Work required: What you return should be the complete data below, word for word, with no pictures in it.

Data section:
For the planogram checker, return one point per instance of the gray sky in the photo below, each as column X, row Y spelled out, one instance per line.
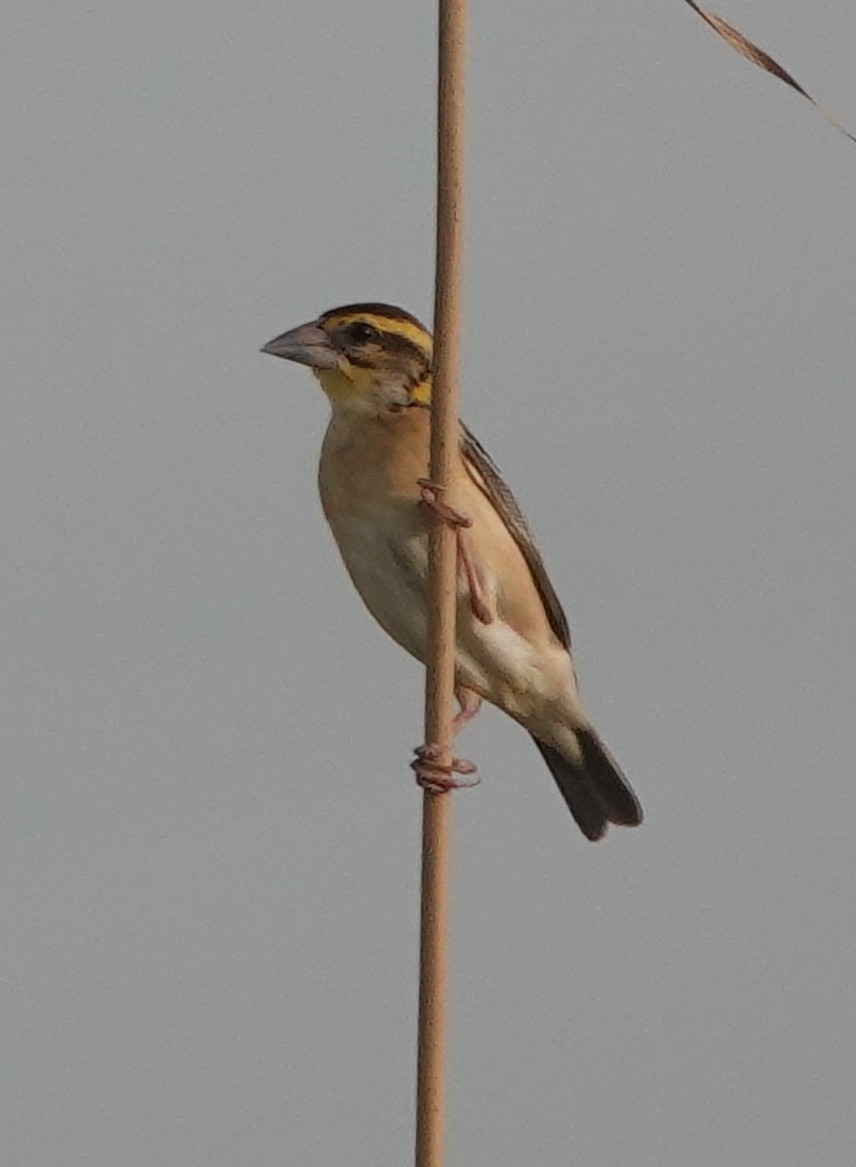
column 210, row 833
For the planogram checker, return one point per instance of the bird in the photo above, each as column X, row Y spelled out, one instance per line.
column 373, row 362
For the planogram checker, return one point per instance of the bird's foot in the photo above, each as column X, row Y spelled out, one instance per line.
column 440, row 777
column 430, row 498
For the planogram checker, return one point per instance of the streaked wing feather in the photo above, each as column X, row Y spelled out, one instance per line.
column 486, row 476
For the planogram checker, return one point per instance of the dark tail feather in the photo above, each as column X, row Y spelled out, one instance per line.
column 591, row 784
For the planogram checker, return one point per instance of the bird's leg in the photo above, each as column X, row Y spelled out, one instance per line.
column 430, row 498
column 434, row 775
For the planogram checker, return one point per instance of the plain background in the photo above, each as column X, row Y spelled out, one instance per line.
column 209, row 832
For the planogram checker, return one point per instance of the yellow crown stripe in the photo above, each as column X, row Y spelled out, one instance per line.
column 397, row 326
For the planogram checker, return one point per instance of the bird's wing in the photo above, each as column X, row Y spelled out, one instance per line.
column 485, row 474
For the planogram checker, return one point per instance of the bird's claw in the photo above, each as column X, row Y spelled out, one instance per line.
column 430, row 498
column 440, row 777
column 430, row 494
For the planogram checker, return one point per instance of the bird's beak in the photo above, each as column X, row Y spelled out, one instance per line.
column 307, row 344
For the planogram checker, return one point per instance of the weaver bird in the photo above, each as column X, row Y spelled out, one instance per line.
column 513, row 644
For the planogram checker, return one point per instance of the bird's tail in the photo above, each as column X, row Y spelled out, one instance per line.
column 591, row 784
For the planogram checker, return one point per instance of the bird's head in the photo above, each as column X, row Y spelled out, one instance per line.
column 369, row 357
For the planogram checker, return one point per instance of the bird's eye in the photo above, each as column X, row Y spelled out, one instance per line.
column 362, row 332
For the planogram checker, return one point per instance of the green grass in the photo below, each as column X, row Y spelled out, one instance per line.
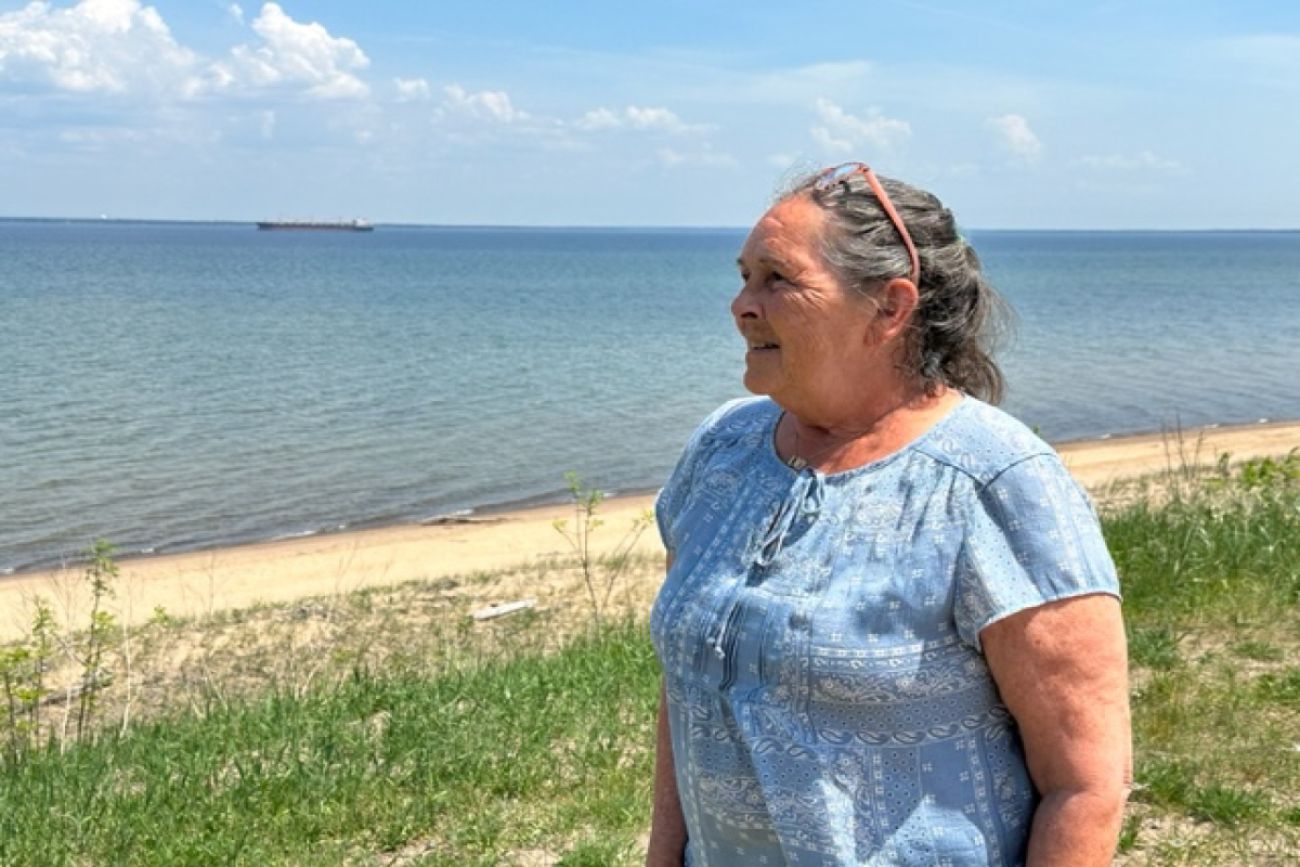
column 1212, row 602
column 544, row 753
column 525, row 749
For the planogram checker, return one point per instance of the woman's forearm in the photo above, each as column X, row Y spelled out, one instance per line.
column 667, row 827
column 1077, row 828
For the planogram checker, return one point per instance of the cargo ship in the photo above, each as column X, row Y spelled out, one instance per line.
column 317, row 225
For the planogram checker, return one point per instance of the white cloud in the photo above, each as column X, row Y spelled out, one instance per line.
column 843, row 131
column 1014, row 134
column 1140, row 161
column 490, row 104
column 411, row 89
column 1272, row 53
column 96, row 46
column 637, row 118
column 294, row 55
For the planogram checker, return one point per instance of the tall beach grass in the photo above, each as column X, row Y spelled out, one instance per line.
column 389, row 728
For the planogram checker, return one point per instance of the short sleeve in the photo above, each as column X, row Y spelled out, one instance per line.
column 1032, row 537
column 675, row 493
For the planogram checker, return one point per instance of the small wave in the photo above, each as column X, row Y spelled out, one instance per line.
column 297, row 534
column 449, row 517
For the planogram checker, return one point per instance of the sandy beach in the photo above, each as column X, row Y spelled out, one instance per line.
column 203, row 582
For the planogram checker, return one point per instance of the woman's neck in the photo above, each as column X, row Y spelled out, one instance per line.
column 854, row 436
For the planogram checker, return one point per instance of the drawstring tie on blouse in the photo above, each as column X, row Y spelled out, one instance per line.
column 804, row 499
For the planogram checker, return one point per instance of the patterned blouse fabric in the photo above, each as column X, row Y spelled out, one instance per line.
column 819, row 637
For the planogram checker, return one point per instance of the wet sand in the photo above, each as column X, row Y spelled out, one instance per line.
column 203, row 582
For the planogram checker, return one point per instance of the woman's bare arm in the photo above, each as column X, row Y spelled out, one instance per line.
column 1062, row 671
column 667, row 827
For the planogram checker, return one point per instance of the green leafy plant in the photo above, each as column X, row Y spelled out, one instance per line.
column 599, row 573
column 100, row 572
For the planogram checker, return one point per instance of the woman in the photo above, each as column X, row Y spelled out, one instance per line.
column 889, row 629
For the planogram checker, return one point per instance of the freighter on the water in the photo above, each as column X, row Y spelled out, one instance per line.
column 321, row 225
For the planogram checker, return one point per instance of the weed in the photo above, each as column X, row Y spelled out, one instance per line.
column 1153, row 646
column 599, row 573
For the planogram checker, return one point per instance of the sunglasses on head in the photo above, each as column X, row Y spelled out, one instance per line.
column 841, row 174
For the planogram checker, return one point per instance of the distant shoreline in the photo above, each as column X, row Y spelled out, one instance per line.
column 1129, row 443
column 198, row 582
column 152, row 221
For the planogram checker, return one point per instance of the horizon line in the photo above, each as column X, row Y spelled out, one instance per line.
column 624, row 226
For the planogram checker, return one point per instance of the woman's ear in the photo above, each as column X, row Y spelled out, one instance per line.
column 896, row 302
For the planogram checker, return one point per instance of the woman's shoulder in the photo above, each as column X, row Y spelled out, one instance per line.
column 982, row 442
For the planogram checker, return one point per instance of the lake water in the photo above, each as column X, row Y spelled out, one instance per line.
column 172, row 386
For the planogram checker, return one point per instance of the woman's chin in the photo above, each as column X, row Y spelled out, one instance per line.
column 757, row 382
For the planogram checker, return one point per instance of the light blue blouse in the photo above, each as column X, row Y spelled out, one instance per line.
column 819, row 640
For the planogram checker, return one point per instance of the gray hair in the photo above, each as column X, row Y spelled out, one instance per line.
column 960, row 317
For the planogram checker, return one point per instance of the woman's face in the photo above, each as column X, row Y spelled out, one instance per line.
column 807, row 336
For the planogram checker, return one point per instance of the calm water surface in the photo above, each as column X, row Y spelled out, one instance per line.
column 172, row 386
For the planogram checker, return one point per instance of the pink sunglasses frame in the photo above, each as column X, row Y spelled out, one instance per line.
column 828, row 178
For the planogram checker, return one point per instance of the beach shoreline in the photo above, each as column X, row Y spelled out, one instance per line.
column 206, row 581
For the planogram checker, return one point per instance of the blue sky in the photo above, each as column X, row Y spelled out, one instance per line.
column 1018, row 115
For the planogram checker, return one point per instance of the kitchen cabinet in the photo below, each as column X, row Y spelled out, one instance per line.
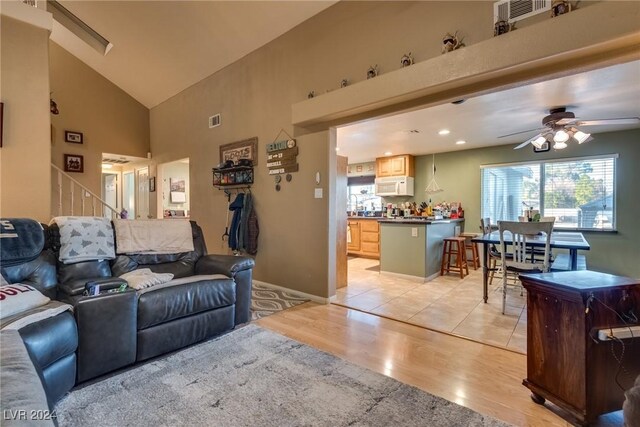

Answer space:
For the planogram checker, return one point per instance of the gray sky in the photo below, each as column X, row Y spelled out, one instance per line.
column 210, row 833
For the planogram checker, return one point per instance of the bird in the photo above, each as column X, row Y spelled out, one instance per line.
column 373, row 362
For the planogram checker, return one point per instance of the bird's foot in the photo above, each as column X, row Y spelled out, one instance per line.
column 440, row 777
column 430, row 498
For the planogram checker, return one point per instance of the streaked wing feather in the photo above, each as column X, row Y spelled out, one instance per line.
column 486, row 476
For the planogram checker, return one point per instance of the dark tail feather in the photo above, each as column X, row Y spelled out, one instance per line.
column 591, row 784
For the planogram checker, return one point per instance of the bird's leg in the photo above, each as column X, row Y spelled out, one instance per line.
column 430, row 498
column 434, row 775
For the planogram checker, return one point per instance of the plain background in the photo above, each as column X, row Y spelled out, one instance per line.
column 209, row 832
For the planogram checker, return one point per instance of the yellow crown stripe in the photo above, each as column X, row Y spelled out, one instance per line.
column 397, row 326
For the planogram checker, return one point per instance of the bird's wing in the photo above, each as column X, row Y spelled out, one instance per line.
column 485, row 474
For the planogram checker, return one point per instance of the bird's claw in the photo above, each as column X, row Y spelled out, one instance per line.
column 430, row 498
column 440, row 777
column 430, row 494
For the planogram checker, return one point per instance of the bird's beak in the photo above, each as column X, row Y spelled out, one instance per line.
column 307, row 344
For the planogram checker, return one point per instance of the weaver bird in the photo above, each as column X, row Y spelled out, one instance per line.
column 513, row 644
For the planogram checker, return one point per instance of the bird's tail in the photo above, each as column X, row Y spelled out, one instance per line.
column 591, row 784
For the planogram checker, return one point per instance of the bird's head in the photo above, each as column X, row Y spelled out, one instance per line.
column 369, row 357
For the planogram checker, return one point per instance of the bird's eye in the photo above, each as column X, row Y spelled out, one instance per line.
column 362, row 332
For the planogram checker, return one point per instance of the green grass in the photo below, each as column X, row Y spelled out, one instance per line.
column 1212, row 602
column 544, row 753
column 525, row 749
For the planogram checker, return one point per instance of the woman's forearm in the photo above, each as column X, row Y spelled out, one instance per line.
column 667, row 827
column 1077, row 828
For the planogram checker, return one point per instance of the cargo ship in the photo above, each as column X, row Y spelled out, one instance per line.
column 317, row 225
For the planogram checker, return one point per instance of the white cloud in the photo above, each as column X, row Y spelled out, one instance per line.
column 843, row 131
column 1014, row 134
column 1140, row 161
column 490, row 104
column 411, row 89
column 1272, row 53
column 96, row 46
column 637, row 118
column 294, row 55
For the planogram checker, return one point per instance of the tall beach grass in the photo above, each as column X, row Y spelled out, one instance per line.
column 389, row 728
For the planogram checker, return one point per instance of the short sleeve in the photo above, each as column X, row Y spelled out, one instance per line.
column 1032, row 537
column 675, row 493
For the planogram checker, return one point per instance of the small wave in the photo above, each as column X, row Y spelled out, one instance per line.
column 297, row 534
column 449, row 517
For the planogram checker, return one point per instance of the sandy beach in the photo above, each as column X, row Y spelled out, one instance per line.
column 203, row 582
For the planogram checker, return one point per instance of the woman's neck in the photo above, each as column X, row Y spelled out, one instance per line.
column 854, row 436
For the planogram checker, return one point per instance of the drawstring tie on blouse in the photo above, each as column X, row Y spelled out, one instance per line.
column 804, row 499
For the planogram checker, return one point per instance of the patterned blouse fabric in the photo above, each as column X, row Y spelled out, one instance per line.
column 819, row 637
For the planogram checker, return one point per instance of the wet sand in the photo above, each as column X, row Y spelled out, one instance per line.
column 203, row 582
For the planogram checker, return one point per instance of the woman's bare arm in the photo above, each as column X, row Y spelled out, one instance per line.
column 1062, row 671
column 667, row 827
For the planogram checker, return one point per instance of the green leafy plant in the photo above, each as column X, row Y spelled out, one instance per line.
column 599, row 573
column 100, row 572
For the planogram checker, return one point per instance of the woman in the photo above, each as column X, row Y spelled out, one instance per line.
column 889, row 629
For the planogram checker, return one point per instance of the freighter on the water in the photo above, each as column X, row Y spelled out, one instance per line.
column 321, row 225
For the planogram checker, return one point per instance of the weed in the photo above, each as column X, row Y spelled out, one instance per line.
column 1153, row 646
column 599, row 573
For the planogram checker, return one point per instance of the sunglasses on head in the photo above, each as column X, row Y spelled out, one instance per line.
column 841, row 174
For the planogram checker, return one point per instance of the distant shoreline in the photo above, each as column X, row Y spelled out, one instance per line.
column 1129, row 443
column 198, row 582
column 152, row 221
For the planogram checker, return one point per instance of the horizon line in the photo above, each as column X, row Y spelled out, one instance per line.
column 624, row 226
For the planogram checker, return one point per instance of the woman's ear in the photo above, each as column X, row Y spelled out, one instance per line.
column 896, row 302
For the planogram checker, return one point per instance of the woman's shoulder in the photo above, each as column X, row Y spelled out, one instance per line.
column 982, row 442
For the planogram checker, return one point per instance of the lake water in the photo above, each as column X, row Y spelled out, one instance per line.
column 172, row 386
For the planogram checker, return one point per instance of the woman's chin in the photo above, each as column X, row Y spelled out, one instance per line.
column 757, row 382
For the planogram checker, return one point per instance of the light blue blouse in the photo above, each as column X, row Y spelled out, one instance per line.
column 819, row 640
For the planogram checker, return one point per instance of the gray hair in the photo above, each as column X, row Y spelled out, one instance per line.
column 960, row 317
For the planogram checker, return one point per instance of the woman's face in the photo above, each as column X, row Y spelled out, one instance per line.
column 807, row 336
For the planogram checker, return one point per instance of the calm water surface in the photo above, each as column X, row Y spelled out, one instance per line.
column 172, row 386
For the planogram checker, return one point per instance of the pink sunglasses frame in the photo above, each as column X, row Y spelled out, one instance per line.
column 828, row 178
For the planogram checker, return one point per instance of the beach shoreline in the photo above, each as column X, row Y spelled out, one instance per line.
column 206, row 581
For the planogram checker, return one point per instance of the blue sky in the photo above, each as column X, row Y spelled out, one instance per line.
column 1018, row 115
For the planogram checker, return one point per instance of the kitchen cabinet in the photo below, each as column X, row Y spelled out, one instance per line.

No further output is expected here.